In the article below about replacing processed meat with plant-based food, how many published studies did the researchers analyze?

__Given passage__:

--- --- ---

Replacing processed meat with plant-based food could reduce the risk of diabetes and heart disease, a new study has found.

Meat transformed through salting, curing, fermentation, smoking or other flavor-enhancing processes is called processed meat. Ham, sausages, corned beef and beef jerky are some examples.

The new study, published in the journal BMC Medicine, recommends substituting processed meat, poultry, fish, eggs and dairy products with plant-based foods such as beans, nuts, whole grains, oils, fruit and vegetables for better cardiometabolic health and reducing all-cause mortality.

When a person swapped 50 grams of processed meat per day with 28 to 50 grams of nuts, there was a 27% reduction in the overall incidence of heart disease. Replacing the meat with the same amount of legumes brought a 23% reduction in heart disease. Switching 50 grams of processed meat with 10 to 28 grams of nuts per day reduced diabetes risk by 22%. The researchers from Germany made these findings after analyzing 37 published studies.

"This evidence highlights the potential benefits of shifting from animal-based diets, including red and processed meat, eggs, dairy, poultry and butter, to plant-based foods like nuts, legumes, whole grains and olive oil," said Dr. Sabrina Schlesinger, a senior author on the study.

--- --- ---

__Stored entries__:
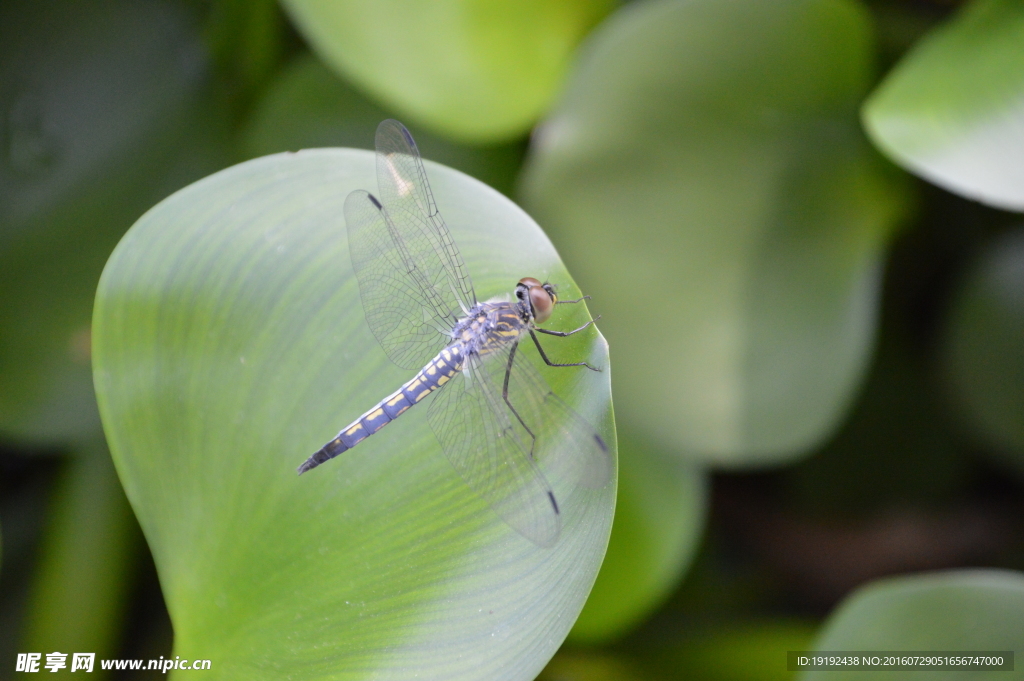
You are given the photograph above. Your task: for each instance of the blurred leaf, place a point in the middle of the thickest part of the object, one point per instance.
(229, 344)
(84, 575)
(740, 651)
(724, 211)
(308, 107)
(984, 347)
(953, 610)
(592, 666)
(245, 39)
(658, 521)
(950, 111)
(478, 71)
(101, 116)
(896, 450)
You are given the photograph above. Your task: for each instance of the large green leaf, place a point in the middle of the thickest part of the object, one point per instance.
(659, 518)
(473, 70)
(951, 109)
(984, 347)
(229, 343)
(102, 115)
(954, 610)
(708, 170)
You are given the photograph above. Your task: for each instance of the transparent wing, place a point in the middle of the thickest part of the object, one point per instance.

--- --- ---

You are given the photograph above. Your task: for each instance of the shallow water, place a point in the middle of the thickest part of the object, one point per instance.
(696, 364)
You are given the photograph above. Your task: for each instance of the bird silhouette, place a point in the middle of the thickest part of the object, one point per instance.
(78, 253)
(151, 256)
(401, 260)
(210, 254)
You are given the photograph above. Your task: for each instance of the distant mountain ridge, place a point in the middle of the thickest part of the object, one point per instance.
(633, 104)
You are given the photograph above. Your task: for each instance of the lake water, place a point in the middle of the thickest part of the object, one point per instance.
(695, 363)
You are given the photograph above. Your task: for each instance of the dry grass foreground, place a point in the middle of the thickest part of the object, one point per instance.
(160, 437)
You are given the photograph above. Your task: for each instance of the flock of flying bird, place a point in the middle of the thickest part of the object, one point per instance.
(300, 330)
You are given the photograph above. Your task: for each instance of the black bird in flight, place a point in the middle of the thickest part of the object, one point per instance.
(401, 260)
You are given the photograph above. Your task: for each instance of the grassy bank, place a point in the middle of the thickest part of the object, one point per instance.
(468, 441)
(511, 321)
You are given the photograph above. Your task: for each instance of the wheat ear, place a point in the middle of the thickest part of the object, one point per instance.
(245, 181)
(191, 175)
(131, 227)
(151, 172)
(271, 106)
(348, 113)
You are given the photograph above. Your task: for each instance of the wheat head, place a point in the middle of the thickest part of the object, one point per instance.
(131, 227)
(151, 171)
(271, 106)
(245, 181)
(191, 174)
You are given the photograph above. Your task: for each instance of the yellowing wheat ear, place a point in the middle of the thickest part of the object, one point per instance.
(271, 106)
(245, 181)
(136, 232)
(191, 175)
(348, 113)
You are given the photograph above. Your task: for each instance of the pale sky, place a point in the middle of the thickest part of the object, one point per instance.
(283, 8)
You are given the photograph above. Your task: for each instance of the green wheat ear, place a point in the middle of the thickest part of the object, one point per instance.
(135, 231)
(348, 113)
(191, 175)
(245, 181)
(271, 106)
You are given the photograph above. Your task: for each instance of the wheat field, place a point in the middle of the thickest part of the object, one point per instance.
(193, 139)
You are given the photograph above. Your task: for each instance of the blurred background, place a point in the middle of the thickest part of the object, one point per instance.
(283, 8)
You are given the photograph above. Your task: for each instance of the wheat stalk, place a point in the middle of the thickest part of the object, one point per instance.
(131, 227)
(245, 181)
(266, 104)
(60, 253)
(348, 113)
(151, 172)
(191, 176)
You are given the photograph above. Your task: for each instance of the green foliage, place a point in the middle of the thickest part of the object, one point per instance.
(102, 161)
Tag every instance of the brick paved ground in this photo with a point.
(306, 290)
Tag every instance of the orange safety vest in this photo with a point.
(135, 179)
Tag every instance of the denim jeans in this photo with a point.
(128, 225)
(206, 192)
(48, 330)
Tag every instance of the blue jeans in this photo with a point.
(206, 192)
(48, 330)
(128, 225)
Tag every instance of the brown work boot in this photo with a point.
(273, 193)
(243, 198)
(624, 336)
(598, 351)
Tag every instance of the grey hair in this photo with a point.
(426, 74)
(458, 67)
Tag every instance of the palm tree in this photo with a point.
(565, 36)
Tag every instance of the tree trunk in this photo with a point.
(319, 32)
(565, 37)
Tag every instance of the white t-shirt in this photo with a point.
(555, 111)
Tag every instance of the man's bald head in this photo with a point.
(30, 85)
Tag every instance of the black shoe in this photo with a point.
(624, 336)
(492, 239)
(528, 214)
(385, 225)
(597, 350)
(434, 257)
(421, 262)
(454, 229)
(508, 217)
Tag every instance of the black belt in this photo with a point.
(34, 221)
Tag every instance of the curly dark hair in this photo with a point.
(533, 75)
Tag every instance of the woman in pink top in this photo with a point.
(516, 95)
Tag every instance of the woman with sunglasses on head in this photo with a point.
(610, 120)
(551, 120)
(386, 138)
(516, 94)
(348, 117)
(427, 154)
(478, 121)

--- --- ---

__Your solution__:
37 published studies.